| Exercise passage |
The project “Mousetraps No.3, 14 and 18″ aims at creating a reflection and discussion about the altering and design of life forms, by speculating about a future where these new life forms become commonplace, and a part of our natural environment.

The traps are designed for three different genetically and technologically modified rodents, which exist in research laboratories today. The “waltzing mouse” [1], the only one of the three that already exists in nature, has a genetic abnormality which, because of a defect of the inner ear, causes the mouse to run in circles due to problems with its balance. The trap captures the mouse in a circular pipe which is closed at the top – due to the genetic defect the mouse will not be able to escape by walking backwards or turning around.

The “cyborg mouse”[2] is a mouse like the many rodents that have been used in laboratories to test brain implants. The trap captures the mouse by attracting it to a strong magnet, which switches off its movement
controlling brain implant. The third trap is shaped like a speaker and plays birdsongs to attract the “birdsong mouse” [3], a mouse that sings like a bird, which has been created by Japanese researchers.

[1] Stein, K. F., Huber Filosa, S., ‘A new mutation causing circling behaviour in mice’, Journal of Heredity, Volume 55, Issue 5, 1964, pp. 247-252.
[2] Graham-Rowe, D., ‘Robo-rat controlled by brain electrodes’,, 2002, (accessed 16 March 2012).
[3] Agence France Press, ‘Singing mouse made with genetic modification’,, 2010, (accessed 16 March 2012).

[Photo-based referring expression data]
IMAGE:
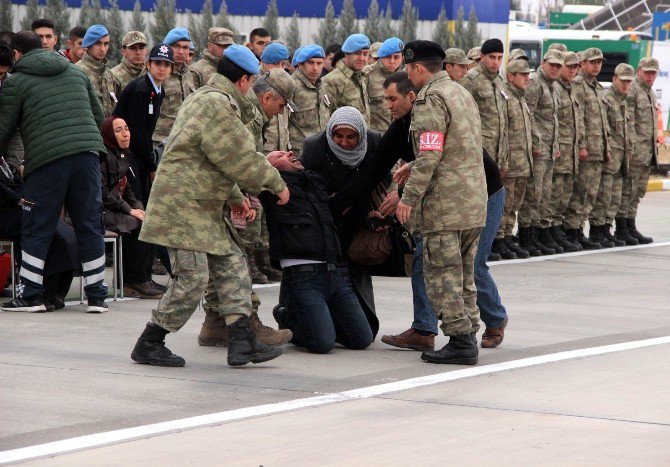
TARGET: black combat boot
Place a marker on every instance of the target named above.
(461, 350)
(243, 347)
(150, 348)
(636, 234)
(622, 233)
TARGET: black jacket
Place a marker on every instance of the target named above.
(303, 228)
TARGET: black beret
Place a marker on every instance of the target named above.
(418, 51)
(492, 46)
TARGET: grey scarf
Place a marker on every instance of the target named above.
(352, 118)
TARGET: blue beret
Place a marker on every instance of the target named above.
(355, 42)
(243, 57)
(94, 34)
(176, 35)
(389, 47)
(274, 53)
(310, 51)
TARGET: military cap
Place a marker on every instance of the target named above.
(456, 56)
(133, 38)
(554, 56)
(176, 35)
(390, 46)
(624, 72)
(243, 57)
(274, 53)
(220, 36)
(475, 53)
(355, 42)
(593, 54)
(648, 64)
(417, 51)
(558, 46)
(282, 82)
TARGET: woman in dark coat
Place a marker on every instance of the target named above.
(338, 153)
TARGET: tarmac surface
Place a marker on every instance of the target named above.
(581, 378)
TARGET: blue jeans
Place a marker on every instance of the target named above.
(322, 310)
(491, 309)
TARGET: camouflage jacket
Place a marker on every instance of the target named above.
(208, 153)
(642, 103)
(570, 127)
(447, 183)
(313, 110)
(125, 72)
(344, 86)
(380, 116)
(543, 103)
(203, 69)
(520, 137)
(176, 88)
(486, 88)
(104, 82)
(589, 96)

| Study questions |
[1] Reproduce part of the mousetraps text word for word, beginning at the words "[1] Stein, K." and stopping after "2010, (accessed 16 March 2012).".
[2] According to the mousetraps text, what does the trap for the "birdsong mouse" play to attract it?
The items above are separate material and have no connection to the text about the mousetraps.

| Solutions |
[1]
[1] Stein, K. F., Huber Filosa, S., ‘A new mutation causing circling behaviour in mice’, Journal of Heredity, Volume 55, Issue 5, 1964, pp. 247-252.
[2] Graham-Rowe, D., ‘Robo-rat controlled by brain electrodes’,, 2002, (accessed 16 March 2012).
[3] Agence France Press, ‘Singing mouse made with genetic modification’,, 2010, (accessed 16 March 2012).

[2] It plays birdsongs.